*Given passage*
<<<<
NOTICE: The Processors Wiki will End-of-Life in December of 2020. It is recommended to download any files or other content you may need that are hosted on The site is now set to read only.

Floating Point Optimization

From Texas Instruments Wiki
Jump to: navigation, search

The programmer's responsibility

Floating-point arithmetic is inherently trickier than integer or fixed-point arithmetic. There are a lot more performance and precision gotchas, so the compiler is not as free to optimize the code automatically. For this reason, the user must be far more aware of the properties of floating-point arithmetic to get good performance out of the compiler.

Beware: this topic is much deeper than it would seem; this page barely scratches the surface of things that the floating-point programmer needs to know.

Issues to consider are:

  • rounding modes
  • floating-point exceptions
  • do not expect absolute precision; not possible in a finite format
  • negation is an operation; negation is not part of float (or integer) constants
  • printf rounds

The compiler's responsibility

The compiler must faithfully translate floating-point arithmetic so that the computed value remains the same. By default, the compiler is not allowed to perform any optimization which might affect the result. This behavior can sometimes severely limit optimization potential. See below for options that give more aggressive optimization.

Quality of implementation

The TI compiler strives to provide IEEE-754 support, but there are some limitations. See a general statement about the compiler's adherence to IEEE-754. This is a quality-of-implementation (QoI) issue. In particular, the compiler's run-time support (RTS) library for some ISAs doesn't always handle special values, rounding, or accuracy correctly. For devices which have IEEE-754 floating-point arithmetic support, the compiler can take advantage of it and it will be as accurate as possible. However, some functions must still be handled in the library. TI is striving to improve the QoI of the floating-point handling. At this time, there is no other specific statement of the correctness or speed of the TI compiler's floating-point capabilities. A proper characterization of correctness and speed is one of the things to be done.

Devices without floating-point arithmetic hardware

Some devices do not have floating-point arithmetic hardware, so C floating-point types must be emulated in software. These functions are provided in the compiler's run-time support (RTS) library. These functions are much, much slower than floating-point hardware, so you will see poor performance if you try to use floating-point arithmetic on a device which does not support it in hardware.

Some ISAs have a variety of devices which may or may not support floating-point arithmetic. If you are using a device which does support it, you must inform the compiler or it will not be able to take advantage of it. Consult the C/C++ Compiler User Guide for your ISA for a complete list of options.
>>>>
Collection entries
<<<<
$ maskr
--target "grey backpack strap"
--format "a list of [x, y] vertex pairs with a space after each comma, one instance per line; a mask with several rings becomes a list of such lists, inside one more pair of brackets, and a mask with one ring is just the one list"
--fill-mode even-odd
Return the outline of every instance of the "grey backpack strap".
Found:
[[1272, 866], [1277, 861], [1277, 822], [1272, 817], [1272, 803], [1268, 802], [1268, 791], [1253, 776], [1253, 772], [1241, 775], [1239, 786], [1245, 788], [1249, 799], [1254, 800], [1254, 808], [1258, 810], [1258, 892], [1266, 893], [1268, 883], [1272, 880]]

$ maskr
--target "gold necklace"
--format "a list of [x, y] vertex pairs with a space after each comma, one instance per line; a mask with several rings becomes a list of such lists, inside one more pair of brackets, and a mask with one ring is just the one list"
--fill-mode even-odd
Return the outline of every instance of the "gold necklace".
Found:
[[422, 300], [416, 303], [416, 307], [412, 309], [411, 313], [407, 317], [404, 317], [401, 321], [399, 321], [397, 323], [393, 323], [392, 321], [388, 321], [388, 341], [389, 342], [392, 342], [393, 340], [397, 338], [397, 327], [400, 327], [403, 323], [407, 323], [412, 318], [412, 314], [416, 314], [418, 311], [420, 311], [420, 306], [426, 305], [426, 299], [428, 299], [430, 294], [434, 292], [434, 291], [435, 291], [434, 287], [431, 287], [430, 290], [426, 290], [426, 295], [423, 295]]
>>>>
*Work to do*
**A.** Rewrite the floating-point optimization passage from "The TI compiler strives" down to "to be done.", replacing "IEEE-754" with "IEEE 754" wherever it occurs.
**B.** Transcribe, without any change, everything from the beginning of the collection entries down to and including the line containing "883], [1272, 880]]".

*Solutions in order*
**A.**
The TI compiler strives to provide IEEE 754 support, but there are some limitations. See a general statement about the compiler's adherence to IEEE 754. This is a quality-of-implementation (QoI) issue. In particular, the compiler's run-time support (RTS) library for some ISAs doesn't always handle special values, rounding, or accuracy correctly. For devices which have IEEE 754 floating-point arithmetic support, the compiler can take advantage of it and it will be as accurate as possible. However, some functions must still be handled in the library. TI is striving to improve the QoI of the floating-point handling. At this time, there is no other specific statement of the correctness or speed of the TI compiler's floating-point capabilities. A proper characterization of correctness and speed is one of the things to be done.

**B.**
$ maskr
--target "grey backpack strap"
--format "a list of [x, y] vertex pairs with a space after each comma, one instance per line; a mask with several rings becomes a list of such lists, inside one more pair of brackets, and a mask with one ring is just the one list"
--fill-mode even-odd
Return the outline of every instance of the "grey backpack strap".
Found:
[[1272, 866], [1277, 861], [1277, 822], [1272, 817], [1272, 803], [1268, 802], [1268, 791], [1253, 776], [1253, 772], [1241, 775], [1239, 786], [1245, 788], [1249, 799], [1254, 800], [1254, 808], [1258, 810], [1258, 892], [1266, 893], [1268, 883], [1272, 880]]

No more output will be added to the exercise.